Please count the lines in the records below that contain the string "leaf", matching case exactly, and give only the number.

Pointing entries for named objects
....

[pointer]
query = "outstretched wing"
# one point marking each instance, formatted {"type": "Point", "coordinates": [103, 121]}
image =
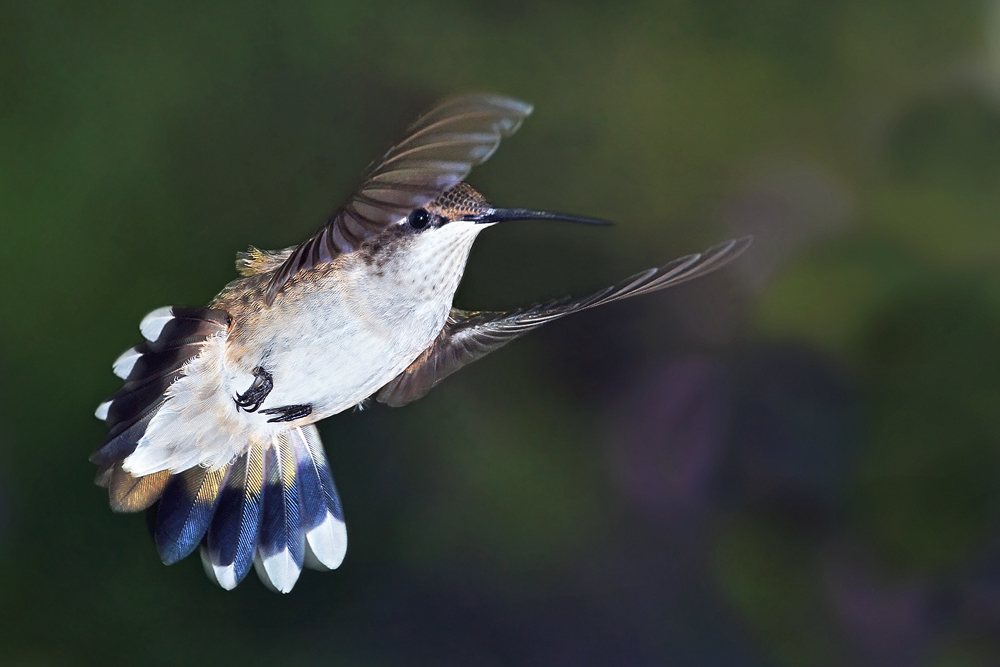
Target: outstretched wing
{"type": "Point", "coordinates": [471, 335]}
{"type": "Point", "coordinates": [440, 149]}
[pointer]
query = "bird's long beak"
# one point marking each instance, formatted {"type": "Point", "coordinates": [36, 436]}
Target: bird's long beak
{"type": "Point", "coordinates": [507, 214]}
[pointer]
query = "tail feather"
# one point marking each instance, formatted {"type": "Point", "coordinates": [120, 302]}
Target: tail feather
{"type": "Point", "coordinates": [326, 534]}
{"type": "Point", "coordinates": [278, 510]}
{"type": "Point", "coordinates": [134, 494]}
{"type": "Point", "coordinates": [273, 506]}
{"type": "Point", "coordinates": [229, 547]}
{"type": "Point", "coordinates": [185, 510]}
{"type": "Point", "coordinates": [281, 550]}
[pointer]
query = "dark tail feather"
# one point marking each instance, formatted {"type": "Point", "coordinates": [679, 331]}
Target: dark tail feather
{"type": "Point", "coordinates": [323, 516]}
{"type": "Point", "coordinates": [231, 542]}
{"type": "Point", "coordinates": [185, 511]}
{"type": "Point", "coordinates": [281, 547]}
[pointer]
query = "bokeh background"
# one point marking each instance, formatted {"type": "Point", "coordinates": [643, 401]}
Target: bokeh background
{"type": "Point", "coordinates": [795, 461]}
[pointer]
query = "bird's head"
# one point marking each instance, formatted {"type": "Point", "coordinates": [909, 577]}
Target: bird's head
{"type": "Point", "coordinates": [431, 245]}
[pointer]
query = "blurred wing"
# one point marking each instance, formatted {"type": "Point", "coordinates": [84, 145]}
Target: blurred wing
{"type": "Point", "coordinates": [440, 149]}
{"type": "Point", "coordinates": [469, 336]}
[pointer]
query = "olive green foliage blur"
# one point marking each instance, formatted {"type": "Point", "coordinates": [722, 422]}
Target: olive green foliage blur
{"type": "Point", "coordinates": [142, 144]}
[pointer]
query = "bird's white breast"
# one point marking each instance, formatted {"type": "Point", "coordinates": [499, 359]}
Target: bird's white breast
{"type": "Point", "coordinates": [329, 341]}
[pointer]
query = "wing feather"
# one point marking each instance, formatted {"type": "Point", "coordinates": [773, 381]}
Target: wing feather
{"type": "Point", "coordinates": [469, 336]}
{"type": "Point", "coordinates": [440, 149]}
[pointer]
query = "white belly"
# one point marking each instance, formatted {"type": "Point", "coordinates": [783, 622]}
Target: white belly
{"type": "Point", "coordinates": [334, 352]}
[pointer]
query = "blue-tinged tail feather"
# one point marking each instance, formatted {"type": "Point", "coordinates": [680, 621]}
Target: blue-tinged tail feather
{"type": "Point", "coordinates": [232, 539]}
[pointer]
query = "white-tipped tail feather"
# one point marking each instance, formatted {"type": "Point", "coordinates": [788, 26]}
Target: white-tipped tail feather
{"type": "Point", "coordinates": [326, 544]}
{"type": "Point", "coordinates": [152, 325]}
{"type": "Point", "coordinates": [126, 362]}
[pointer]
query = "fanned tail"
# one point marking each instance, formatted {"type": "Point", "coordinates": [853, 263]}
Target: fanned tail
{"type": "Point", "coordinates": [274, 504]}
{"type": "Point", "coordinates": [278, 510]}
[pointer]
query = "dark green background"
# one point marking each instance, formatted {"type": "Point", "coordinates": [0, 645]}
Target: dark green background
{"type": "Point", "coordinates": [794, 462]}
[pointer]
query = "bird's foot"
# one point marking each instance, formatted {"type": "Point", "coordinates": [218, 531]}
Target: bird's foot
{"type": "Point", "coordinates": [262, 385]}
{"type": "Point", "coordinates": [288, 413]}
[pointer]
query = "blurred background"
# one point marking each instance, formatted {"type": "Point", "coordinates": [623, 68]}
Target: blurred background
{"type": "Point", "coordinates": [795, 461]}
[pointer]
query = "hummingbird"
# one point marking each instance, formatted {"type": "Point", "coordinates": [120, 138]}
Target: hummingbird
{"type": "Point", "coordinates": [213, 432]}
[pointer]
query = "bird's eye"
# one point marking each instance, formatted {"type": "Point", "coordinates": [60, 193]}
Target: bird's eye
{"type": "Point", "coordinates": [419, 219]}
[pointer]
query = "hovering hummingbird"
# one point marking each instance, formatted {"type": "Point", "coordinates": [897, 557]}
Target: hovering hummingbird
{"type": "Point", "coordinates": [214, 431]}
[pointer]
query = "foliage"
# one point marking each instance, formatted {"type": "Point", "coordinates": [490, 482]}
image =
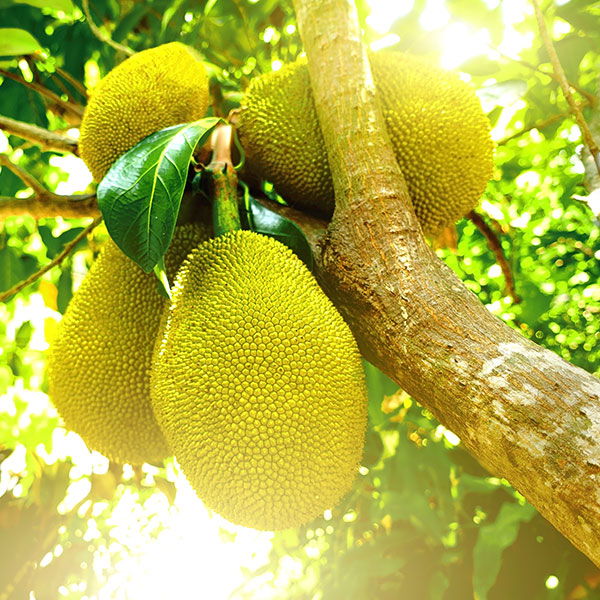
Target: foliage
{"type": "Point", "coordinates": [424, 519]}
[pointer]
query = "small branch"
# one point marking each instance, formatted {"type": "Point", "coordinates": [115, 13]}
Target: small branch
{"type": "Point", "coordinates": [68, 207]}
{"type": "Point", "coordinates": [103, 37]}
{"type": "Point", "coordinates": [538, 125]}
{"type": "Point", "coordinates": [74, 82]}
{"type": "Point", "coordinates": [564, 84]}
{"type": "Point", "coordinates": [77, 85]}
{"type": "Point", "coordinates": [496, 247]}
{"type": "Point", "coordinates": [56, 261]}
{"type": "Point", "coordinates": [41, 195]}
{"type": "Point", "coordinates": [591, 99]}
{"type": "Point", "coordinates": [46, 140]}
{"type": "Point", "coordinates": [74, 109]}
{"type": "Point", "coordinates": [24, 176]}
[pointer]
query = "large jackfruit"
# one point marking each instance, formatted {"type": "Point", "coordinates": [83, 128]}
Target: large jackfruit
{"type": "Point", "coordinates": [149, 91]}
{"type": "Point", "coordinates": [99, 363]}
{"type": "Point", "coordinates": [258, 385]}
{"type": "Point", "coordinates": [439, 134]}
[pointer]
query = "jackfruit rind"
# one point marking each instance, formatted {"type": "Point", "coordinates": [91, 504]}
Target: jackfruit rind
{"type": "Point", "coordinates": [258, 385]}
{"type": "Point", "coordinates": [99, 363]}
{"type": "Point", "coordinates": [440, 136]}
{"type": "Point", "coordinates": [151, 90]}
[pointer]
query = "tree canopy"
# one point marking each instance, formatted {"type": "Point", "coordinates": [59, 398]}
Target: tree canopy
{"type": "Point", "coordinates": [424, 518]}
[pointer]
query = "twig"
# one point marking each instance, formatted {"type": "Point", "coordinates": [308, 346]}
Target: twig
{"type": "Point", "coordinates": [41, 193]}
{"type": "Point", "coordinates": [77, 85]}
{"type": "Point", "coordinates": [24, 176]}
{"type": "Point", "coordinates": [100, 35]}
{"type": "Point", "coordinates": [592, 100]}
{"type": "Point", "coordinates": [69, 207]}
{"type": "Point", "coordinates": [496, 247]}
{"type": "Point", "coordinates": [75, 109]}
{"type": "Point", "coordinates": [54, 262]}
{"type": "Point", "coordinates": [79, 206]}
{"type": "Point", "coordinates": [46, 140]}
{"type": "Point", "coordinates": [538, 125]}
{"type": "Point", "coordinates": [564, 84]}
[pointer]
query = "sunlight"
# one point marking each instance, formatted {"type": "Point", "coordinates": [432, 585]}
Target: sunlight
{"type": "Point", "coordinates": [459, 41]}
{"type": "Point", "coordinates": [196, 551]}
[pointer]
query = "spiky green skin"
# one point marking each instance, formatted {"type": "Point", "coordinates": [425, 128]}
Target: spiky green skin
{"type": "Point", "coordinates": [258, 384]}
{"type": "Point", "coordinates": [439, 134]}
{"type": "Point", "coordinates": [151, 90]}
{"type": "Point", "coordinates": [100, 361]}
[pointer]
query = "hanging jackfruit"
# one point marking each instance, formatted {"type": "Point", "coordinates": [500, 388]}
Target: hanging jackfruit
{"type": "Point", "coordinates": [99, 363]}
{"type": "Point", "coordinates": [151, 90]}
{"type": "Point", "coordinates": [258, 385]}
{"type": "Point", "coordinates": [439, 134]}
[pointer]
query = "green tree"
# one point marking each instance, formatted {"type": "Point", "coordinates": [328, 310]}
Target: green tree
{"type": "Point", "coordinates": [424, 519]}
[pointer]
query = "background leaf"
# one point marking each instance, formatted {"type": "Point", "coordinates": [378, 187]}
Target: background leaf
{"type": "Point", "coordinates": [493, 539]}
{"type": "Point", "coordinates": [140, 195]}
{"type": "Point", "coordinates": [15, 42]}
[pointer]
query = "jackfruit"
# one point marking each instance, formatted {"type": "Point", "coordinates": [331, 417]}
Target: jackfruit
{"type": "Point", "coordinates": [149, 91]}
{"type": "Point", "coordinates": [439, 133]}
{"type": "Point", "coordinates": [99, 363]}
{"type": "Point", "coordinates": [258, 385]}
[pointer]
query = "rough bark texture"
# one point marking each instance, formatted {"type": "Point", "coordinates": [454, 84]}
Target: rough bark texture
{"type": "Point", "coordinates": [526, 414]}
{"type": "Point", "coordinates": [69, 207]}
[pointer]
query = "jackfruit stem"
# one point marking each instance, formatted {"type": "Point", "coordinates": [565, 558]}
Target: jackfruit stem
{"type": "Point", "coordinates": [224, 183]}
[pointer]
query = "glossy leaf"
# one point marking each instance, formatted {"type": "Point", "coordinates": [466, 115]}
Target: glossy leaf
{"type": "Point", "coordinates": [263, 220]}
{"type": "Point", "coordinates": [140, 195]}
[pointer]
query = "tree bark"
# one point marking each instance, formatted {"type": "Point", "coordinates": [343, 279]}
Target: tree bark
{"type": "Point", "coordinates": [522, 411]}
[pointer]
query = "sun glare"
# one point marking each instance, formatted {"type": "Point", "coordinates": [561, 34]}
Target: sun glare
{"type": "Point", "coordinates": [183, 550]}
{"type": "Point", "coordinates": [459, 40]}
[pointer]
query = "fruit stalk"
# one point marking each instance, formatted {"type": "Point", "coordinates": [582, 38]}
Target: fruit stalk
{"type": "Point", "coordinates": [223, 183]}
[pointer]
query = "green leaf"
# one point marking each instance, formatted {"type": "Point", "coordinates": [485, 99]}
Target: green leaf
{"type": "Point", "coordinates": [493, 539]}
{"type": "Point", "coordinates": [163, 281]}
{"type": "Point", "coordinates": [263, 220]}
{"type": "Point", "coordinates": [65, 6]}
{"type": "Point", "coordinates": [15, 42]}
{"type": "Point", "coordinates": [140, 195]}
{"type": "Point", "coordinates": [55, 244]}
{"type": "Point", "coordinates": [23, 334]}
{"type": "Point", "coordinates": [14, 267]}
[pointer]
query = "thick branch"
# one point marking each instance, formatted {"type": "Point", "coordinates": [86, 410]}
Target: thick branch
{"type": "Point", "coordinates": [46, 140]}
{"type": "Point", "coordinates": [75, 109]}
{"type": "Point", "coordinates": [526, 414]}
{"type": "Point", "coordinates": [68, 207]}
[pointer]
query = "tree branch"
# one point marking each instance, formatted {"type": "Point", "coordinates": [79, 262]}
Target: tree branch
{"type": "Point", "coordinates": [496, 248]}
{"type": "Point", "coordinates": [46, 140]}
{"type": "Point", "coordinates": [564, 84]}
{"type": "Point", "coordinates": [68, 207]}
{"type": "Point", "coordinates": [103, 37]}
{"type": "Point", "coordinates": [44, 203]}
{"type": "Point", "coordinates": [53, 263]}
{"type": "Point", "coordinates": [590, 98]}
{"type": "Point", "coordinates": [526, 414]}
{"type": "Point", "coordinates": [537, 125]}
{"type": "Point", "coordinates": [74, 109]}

....

ANSWER TO THIS EXERCISE ::
6